Work required:
Each record, in full, must be restated word for word.

Point localization data
....
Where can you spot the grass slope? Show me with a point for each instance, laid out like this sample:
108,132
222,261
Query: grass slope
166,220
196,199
....
Response box:
Where can you spot the grass slope? Show me with a point for each instance, laid out like this sample:
108,132
222,261
Query: grass slope
166,220
196,199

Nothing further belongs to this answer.